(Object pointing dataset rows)
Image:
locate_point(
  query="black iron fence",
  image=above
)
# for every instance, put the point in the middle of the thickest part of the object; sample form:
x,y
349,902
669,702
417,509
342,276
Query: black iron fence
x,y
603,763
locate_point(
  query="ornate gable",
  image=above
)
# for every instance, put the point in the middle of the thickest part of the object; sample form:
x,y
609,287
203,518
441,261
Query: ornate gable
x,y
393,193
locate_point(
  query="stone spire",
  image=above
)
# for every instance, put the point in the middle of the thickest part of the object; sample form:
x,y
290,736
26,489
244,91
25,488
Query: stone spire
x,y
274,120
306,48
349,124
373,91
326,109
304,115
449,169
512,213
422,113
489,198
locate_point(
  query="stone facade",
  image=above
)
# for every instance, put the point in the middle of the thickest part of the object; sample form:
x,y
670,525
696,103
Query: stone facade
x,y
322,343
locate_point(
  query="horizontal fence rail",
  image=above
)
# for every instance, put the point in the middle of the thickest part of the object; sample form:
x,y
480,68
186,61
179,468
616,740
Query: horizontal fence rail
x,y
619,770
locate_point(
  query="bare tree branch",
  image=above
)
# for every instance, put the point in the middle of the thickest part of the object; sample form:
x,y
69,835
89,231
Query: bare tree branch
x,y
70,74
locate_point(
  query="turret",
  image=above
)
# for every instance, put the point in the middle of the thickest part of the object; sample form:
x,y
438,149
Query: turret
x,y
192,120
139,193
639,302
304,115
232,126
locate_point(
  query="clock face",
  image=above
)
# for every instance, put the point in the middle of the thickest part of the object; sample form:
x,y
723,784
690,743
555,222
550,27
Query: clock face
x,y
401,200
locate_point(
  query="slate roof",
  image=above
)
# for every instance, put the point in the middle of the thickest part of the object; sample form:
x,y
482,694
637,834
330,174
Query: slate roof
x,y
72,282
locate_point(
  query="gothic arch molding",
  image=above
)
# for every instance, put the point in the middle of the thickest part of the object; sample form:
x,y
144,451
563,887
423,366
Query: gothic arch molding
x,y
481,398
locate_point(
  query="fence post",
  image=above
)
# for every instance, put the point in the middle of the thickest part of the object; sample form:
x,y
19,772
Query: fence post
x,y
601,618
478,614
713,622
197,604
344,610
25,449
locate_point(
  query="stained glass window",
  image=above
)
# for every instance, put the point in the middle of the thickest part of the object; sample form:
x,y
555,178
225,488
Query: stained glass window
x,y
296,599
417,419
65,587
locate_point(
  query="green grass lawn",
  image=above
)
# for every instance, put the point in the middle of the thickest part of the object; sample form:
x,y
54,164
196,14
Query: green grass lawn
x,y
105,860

## [Challenge]
Every line of the records above needs to be given again exactly.

## [Complete response]
Image:
locate_point(
  query="black iron fence",
  image=above
)
# for every instance, put the point in the middle of the thickest part of the object; sample form:
x,y
349,902
669,702
417,509
342,276
Query: black iron fence
x,y
603,763
locate_point(
  query="ornate gable",
  image=above
)
# for every instance, put the point in the middle of the thickest part of the object; sample form:
x,y
609,287
203,518
441,261
Query: ornate gable
x,y
393,193
locate_point(
  query="stone spire",
  image=above
)
# for every instance, put the point in the middle of the thickest part of the object; sample form:
x,y
290,736
26,489
244,91
25,488
Query: stone spire
x,y
274,120
306,48
349,124
373,91
326,109
304,115
449,169
512,213
422,113
489,198
locate_point(
  query="stone facade",
  image=above
)
# for every instance, put the point in the middle of the thickest part of the object; sample form:
x,y
670,525
696,103
Query: stone facade
x,y
322,343
locate_point(
  query="horizontal fence rail",
  image=above
)
# for every instance, put the point in the middle of the thickest part of the object; sample form:
x,y
480,68
186,61
179,468
616,740
Query: horizontal fence rail
x,y
619,770
locate_point(
  query="bare tree branch",
  image=above
)
# for every instance, put the point in the middle of the thickest part of the object; sample form:
x,y
69,835
89,231
Query: bare tree branch
x,y
70,74
locate_point(
  query="turret",
  image=above
)
# for every instance, put the point in the middle of the thickest part of the object; sample form:
x,y
438,149
Query: turret
x,y
192,120
139,193
639,302
304,115
232,126
locate_point(
  query="clock face",
  image=above
)
# for every instance, put the point in the middle of the thickest part of the object; sample form:
x,y
723,784
690,743
555,222
550,27
Query: clock face
x,y
401,200
locate_point(
  query="slate roof",
  image=above
)
# for every instance, put the point in the middle of the thickest part of the object; sample form:
x,y
482,694
637,834
330,174
Query: slate roof
x,y
72,282
locate_point(
  query="gothic arch molding",
  image=above
)
# for every instance, put the point in the middle of the thickest part of the object; sample form:
x,y
144,451
563,887
423,366
Query: gothic arch molding
x,y
481,398
locate_point(
  query="fence post",
  image=above
)
# for every instance, put the point in the middle of the thickest part of the object; sample form:
x,y
19,772
Query: fence post
x,y
601,618
478,614
713,622
197,604
344,610
25,449
locate_point(
  query="stained glass window",
  image=above
)
# for every instance, put the point in the middle of the thickest part of the object; sample form:
x,y
555,178
225,488
Query: stained glass window
x,y
296,599
417,419
65,587
locate_point(
  query="green grass lawn",
  image=above
)
# for every instance, put the point in the middle of the thickest part of the object; sample form:
x,y
54,164
196,14
Query: green grass lawn
x,y
105,860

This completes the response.